Atividades propostas
1. Responda, com base no texto sobre o livro Lula Livre/Lula Livro:
(a) Quantos escritores e cartunistas participaram da obra, e quantas páginas ela tem?
(b) Em que data e em que local foi marcado o pré-lançamento?
(c) Qual é o preço máximo que o volume poderá custar?
2. Prossiga o texto sobre o livro Lula Livre/Lula Livro a partir da última frase apresentada.

Texto-base

Com recursos próprios, organizadores mandaram rodar uma pequena tiragem de 200 exemplares. (Foto: Wanezza Soares). |
Trata-se
de um manifesto político, talvez o mais extenso documento produzido por
escritores num período de exceção democrática. Não há notícia de um precedente
com tamanha capacidade de arregimentação (mesmo os grandes manifestos
literários tinham embocadura mais modesta).
Em
184 páginas, 86 escritores e cartunistas brasileiros de todas as regiões se
apresentaram para a empreitada de reivindicar o restabelecimento da democracia
no Brasil e a liberdade do único preso político do País, Lula. Suas armas:
textos inéditos ou não (poemas, crônicas, cartas, manifestos), cartuns, fotos,
discursos e haicais, entre outros estandartes.
Segundo
os organizadores do livro Lula Livre/Lula Livro, Ademir Assunção (Prêmio Jabuti
de 2013 com A Voz do Ventríloquo) e Marcelino Freire (Prêmio Jabuti de 2006,
com Contos Negreiros, e Prêmio Machado de Assis de 2014, com Nossos Ossos), a
publicação manifesta o inconformismo dos autores com o processo que aprisionou
Lula, virtual novo presidente da República, um processo “travestido com togas
cheias de furos e remendos, simulação grosseira dos ritos legais que deveriam
nortear a Justiça” e que “obedece a princípios e a um calendário com objetivo
calculado: eliminar da disputa presidencial de 2018 o candidato com mais
chances de vitória”.
Em
face da urgência da situação, o livro foi produzido em poucas semanas, uma ação
de guerrilha intelectual que foi buscando (e encontrando com relativa
facilidade) seus voluntários. O espraiamento também será feito em uma ação de
guerrilha.
Com
recursos próprios, os organizadores mandaram rodar uma pequena tiragem (200
exemplares) para fazer um pré-lançamento em 28 de julho na Casa Paratodos, no
circuito Off Flip, para divulgar seu ato político à imprensa nacional e
internacional que estará em Paraty para a feira literária global.
Há
propostas de edições e distribuição em todo o País, como a da Fundação Perseu
Abramo, em São Paulo, e o acampamento Marisa Letícia, em Curitiba. E o volume,
que não tem fins lucrativos, será enviado para todos os cantos que abriguem seu
ato de desagravo político. O preço nunca poderá exceder 10 reais.
Com
87 anos, o poeta, tradutor, ensaísta e crítico de literatura Augusto de Campos,
epígono do concretismo (Prêmio Pablo Neruda em 2015) enviou poemas gráficos
para reforçar a coletânea, em seu estilo inconfundível: “A poesia mallarmaica/ a câmara anecoica/ a
grande mídia farisaica/ a classe média mesozoica/ a justiça paranaica/ a
resistência heroica”.
Os
poetas, por sinal, foram os que demonstraram maior disposição para o combate.

Amostra de registros
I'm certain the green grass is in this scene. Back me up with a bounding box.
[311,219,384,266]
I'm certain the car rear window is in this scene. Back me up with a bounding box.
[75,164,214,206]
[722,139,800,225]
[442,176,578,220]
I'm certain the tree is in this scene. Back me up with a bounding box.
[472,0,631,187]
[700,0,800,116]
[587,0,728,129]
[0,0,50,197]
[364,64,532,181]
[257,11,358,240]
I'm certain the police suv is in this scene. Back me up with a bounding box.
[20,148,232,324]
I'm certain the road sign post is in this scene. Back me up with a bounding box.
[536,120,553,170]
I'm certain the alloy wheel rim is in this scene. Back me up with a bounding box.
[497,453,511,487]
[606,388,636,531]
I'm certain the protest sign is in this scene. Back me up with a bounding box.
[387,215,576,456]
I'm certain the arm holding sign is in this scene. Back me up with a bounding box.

Respostas
1.
(a) Participaram 86 escritores e cartunistas brasileiros, e a obra tem 184 páginas.
(b) Em 28 de julho, na Casa Paratodos, no circuito Off Flip.
(c) O preço nunca poderá exceder 10 reais.

2.
Bernardo Vilhena fala dos “juízes sem juízo”. Chacal anseia que o Brasil “se
redilma”. Em textos vigorosos, autores buscam conexões históricas e as
fundações da democracia para restabelecer seu foco criativo.
Afonso
Henriques Neto exuma os despojos dos revoltosos mineiros no Museu da
Inconfidência de Ouro Preto. “Na outra sala, defronte à forca, Maria Doroteia
de Seixas recita sem lábios/ pesadelos de Marília para Bárbara Heliodora.”
Há
desde a verve desbocada de Aldir Blanc (“Enquanto Temereca, Elizeu Quadrilha,
Moreira Angorá, os bandidos todos, FHC pedindo ‘o de sempre’ ao Odebrecht, a
justi$a, que deixou escapar Aócio, o Mineirinho, não merece crédito” até o
exercício de rigor de Alice Ruiz (“Um Demônio ao Meio-Dia. Sem seu próprio Deus
dentro”).
Não
são todos textos monotemáticos, apesar da disposição política circunstancial.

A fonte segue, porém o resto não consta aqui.